**Records to process:**
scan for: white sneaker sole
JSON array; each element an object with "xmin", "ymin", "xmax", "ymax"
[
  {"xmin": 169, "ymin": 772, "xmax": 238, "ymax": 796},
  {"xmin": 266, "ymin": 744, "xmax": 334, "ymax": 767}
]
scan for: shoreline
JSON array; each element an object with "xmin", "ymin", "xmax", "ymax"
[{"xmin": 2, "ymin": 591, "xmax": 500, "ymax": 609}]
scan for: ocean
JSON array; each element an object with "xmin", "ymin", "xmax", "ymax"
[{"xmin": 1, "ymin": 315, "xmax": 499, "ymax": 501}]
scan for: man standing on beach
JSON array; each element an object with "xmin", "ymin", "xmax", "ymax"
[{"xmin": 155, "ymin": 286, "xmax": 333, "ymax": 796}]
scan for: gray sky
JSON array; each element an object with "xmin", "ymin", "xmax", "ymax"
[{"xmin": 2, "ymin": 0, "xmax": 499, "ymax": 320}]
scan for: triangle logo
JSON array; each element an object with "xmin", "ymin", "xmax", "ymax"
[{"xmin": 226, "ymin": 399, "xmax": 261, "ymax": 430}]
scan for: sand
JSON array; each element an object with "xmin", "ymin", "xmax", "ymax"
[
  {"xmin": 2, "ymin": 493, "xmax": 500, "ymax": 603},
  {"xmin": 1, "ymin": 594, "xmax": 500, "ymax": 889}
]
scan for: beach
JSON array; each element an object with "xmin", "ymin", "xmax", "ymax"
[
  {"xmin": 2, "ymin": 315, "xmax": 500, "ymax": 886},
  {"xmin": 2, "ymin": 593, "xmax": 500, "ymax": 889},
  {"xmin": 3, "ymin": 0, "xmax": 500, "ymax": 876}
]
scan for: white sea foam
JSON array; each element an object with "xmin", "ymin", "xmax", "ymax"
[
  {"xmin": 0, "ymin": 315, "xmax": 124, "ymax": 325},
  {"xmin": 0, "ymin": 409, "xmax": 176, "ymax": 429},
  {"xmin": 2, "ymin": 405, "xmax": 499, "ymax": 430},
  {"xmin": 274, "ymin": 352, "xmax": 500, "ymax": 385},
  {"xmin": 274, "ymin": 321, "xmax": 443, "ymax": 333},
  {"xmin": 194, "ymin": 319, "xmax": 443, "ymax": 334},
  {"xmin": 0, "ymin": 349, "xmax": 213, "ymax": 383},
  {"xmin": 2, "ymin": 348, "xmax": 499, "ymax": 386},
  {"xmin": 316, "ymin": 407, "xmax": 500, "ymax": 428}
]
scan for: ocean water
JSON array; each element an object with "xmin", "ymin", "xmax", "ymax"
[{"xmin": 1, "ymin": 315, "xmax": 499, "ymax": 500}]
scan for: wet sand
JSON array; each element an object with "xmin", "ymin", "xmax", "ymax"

**Your assignment:**
Transcribe the records. Keep every word exactly as it stands.

**Written reply:**
scan for: white sneaker sole
JSON array; each element an object with "xmin", "ymin", "xmax", "ymax"
[
  {"xmin": 169, "ymin": 772, "xmax": 238, "ymax": 796},
  {"xmin": 266, "ymin": 744, "xmax": 334, "ymax": 767}
]
scan for: shoreline
JSON array; each element an object with "xmin", "ymin", "xmax", "ymax"
[{"xmin": 2, "ymin": 591, "xmax": 500, "ymax": 609}]
scan for: ocean
JSON array; each element an object with "xmin", "ymin", "xmax", "ymax"
[{"xmin": 1, "ymin": 315, "xmax": 499, "ymax": 501}]
scan for: man standing on beach
JSON array; each element an object with "xmin", "ymin", "xmax", "ymax"
[{"xmin": 155, "ymin": 286, "xmax": 333, "ymax": 796}]
scan for: gray sky
JSON array; each element an object with "xmin", "ymin", "xmax", "ymax"
[{"xmin": 2, "ymin": 0, "xmax": 499, "ymax": 320}]
scan for: triangle logo
JSON array; each element an object with "xmin", "ymin", "xmax", "ymax"
[{"xmin": 226, "ymin": 399, "xmax": 261, "ymax": 430}]
scan for: sand
JSON array; each element an object with "xmin", "ymin", "xmax", "ymax"
[
  {"xmin": 2, "ymin": 493, "xmax": 500, "ymax": 603},
  {"xmin": 1, "ymin": 594, "xmax": 500, "ymax": 889}
]
scan for: beach
JSON array; each element an object with "xmin", "ymin", "xmax", "ymax"
[
  {"xmin": 2, "ymin": 315, "xmax": 500, "ymax": 886},
  {"xmin": 2, "ymin": 593, "xmax": 500, "ymax": 889},
  {"xmin": 3, "ymin": 0, "xmax": 500, "ymax": 876}
]
scan for: white sea foam
JSON array; each element an object with "xmin", "ymin", "xmax", "ymax"
[
  {"xmin": 0, "ymin": 315, "xmax": 124, "ymax": 325},
  {"xmin": 0, "ymin": 409, "xmax": 176, "ymax": 429},
  {"xmin": 2, "ymin": 405, "xmax": 499, "ymax": 430},
  {"xmin": 274, "ymin": 352, "xmax": 500, "ymax": 385},
  {"xmin": 274, "ymin": 321, "xmax": 443, "ymax": 333},
  {"xmin": 194, "ymin": 319, "xmax": 443, "ymax": 334},
  {"xmin": 0, "ymin": 349, "xmax": 213, "ymax": 383},
  {"xmin": 2, "ymin": 348, "xmax": 499, "ymax": 386},
  {"xmin": 316, "ymin": 407, "xmax": 500, "ymax": 428}
]
scan for: ocean water
JSON array; each element an object with "xmin", "ymin", "xmax", "ymax"
[{"xmin": 1, "ymin": 315, "xmax": 499, "ymax": 500}]
scan for: wet sand
JSON array; each element an object with "xmin", "ymin", "xmax", "ymax"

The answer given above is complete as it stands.